** Consigne A **
D'après l'extrait de page, entre quelles deux langues Jean Dougnac fait-il son récit ?

** Extrait de page **
==*==

« Dans le lieu clos d’une chambre, un homme âgé, couché dans un lit, m’attend depuis trente ans. Il détient un secret et brûle de le divulguer. Je pose ma caméra DV au pied du lit. Le cadre de mon image transforme la chambre en scène de théâtre. Il ne s’agit pas d’une interview, plutôt d’un long monologue polyphonique filmé en plan fixe. Entre deux langues, le français et l’occitan, Jean Dougnac me raconte l’histoire singulière de mes parents dont j’ai été séparée à la naissance. Il me parle de ma mère Edmonde, du mystère de son handicap qu’il n’a jamais su résoudre. Il me révèle le secret de ma naissance. Les images sont dans sa voix. Rien n’est linéaire dans son récit : l’exposition d’une tragédie familiale plane, père et mère désavantagés, la misère, l’abandon, le tribunal des assistantes sociales. Mais c’est un fond sur lequel viennent se détacher d’autres histoires cinématographiques et politiques, d’autres vies en mouvement explorées avec les mots. La fin de sa narration est un suspense, un happy end, une fin ouverte à la fable, et un personnage en chemin. »

==*==

(Enregistrements d'annotation de coordonnées)
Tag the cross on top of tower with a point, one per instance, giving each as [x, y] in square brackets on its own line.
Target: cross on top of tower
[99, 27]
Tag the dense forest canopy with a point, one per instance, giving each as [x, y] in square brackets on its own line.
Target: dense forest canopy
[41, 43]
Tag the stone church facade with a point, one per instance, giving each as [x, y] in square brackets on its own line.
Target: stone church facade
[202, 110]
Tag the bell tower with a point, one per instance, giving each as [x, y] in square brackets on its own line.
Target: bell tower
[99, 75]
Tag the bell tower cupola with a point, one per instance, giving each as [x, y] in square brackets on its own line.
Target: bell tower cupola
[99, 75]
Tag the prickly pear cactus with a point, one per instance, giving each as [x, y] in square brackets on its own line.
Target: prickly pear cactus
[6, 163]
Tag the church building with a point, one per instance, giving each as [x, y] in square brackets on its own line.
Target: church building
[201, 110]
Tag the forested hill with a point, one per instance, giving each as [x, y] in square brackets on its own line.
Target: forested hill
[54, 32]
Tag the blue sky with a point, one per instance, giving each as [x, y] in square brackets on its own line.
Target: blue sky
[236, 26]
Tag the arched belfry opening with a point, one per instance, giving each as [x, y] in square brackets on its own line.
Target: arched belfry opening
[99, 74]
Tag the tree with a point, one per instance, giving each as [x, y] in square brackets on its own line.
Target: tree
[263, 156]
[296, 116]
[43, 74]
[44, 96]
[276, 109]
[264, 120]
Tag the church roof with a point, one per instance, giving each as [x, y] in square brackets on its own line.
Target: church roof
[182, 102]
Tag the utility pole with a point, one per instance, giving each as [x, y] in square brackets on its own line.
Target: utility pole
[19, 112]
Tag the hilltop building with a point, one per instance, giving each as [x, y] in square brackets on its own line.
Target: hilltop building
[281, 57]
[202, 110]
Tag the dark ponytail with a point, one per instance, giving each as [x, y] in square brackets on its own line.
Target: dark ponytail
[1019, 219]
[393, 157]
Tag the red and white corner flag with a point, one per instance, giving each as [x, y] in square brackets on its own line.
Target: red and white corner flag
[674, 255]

==*==

** Consigne B **
Mettez à jour les enregistrements de la ligne contenant « Tag the forested » jusqu'à la fin des enregistrements en remplaçant « Target » par « Objet ». Ne changez rien d'autre et ne redonnez que ces lignes.

** Résultat A **
Le français et l'occitan.

** Résultat B **
Tag the forested hill with a point, one per instance, giving each as [x, y] in square brackets on its own line.
Objet: forested hill
[54, 32]
Tag the blue sky with a point, one per instance, giving each as [x, y] in square brackets on its own line.
Objet: blue sky
[236, 26]
Tag the arched belfry opening with a point, one per instance, giving each as [x, y] in square brackets on its own line.
Objet: arched belfry opening
[99, 74]
Tag the tree with a point, one per instance, giving each as [x, y] in square brackets on its own line.
Objet: tree
[263, 156]
[296, 116]
[43, 74]
[44, 96]
[276, 109]
[264, 120]
Tag the church roof with a point, one per instance, giving each as [x, y] in square brackets on its own line.
Objet: church roof
[182, 102]
Tag the utility pole with a point, one per instance, giving each as [x, y] in square brackets on its own line.
Objet: utility pole
[19, 112]
Tag the hilltop building with a point, one per instance, giving each as [x, y] in square brackets on its own line.
Objet: hilltop building
[281, 57]
[202, 110]
Tag the dark ponytail with a point, one per instance, giving each as [x, y] in square brackets on its own line.
Objet: dark ponytail
[1019, 219]
[393, 157]
Tag the red and white corner flag with a point, one per instance, giving each as [x, y] in square brackets on its own line.
Objet: red and white corner flag
[674, 255]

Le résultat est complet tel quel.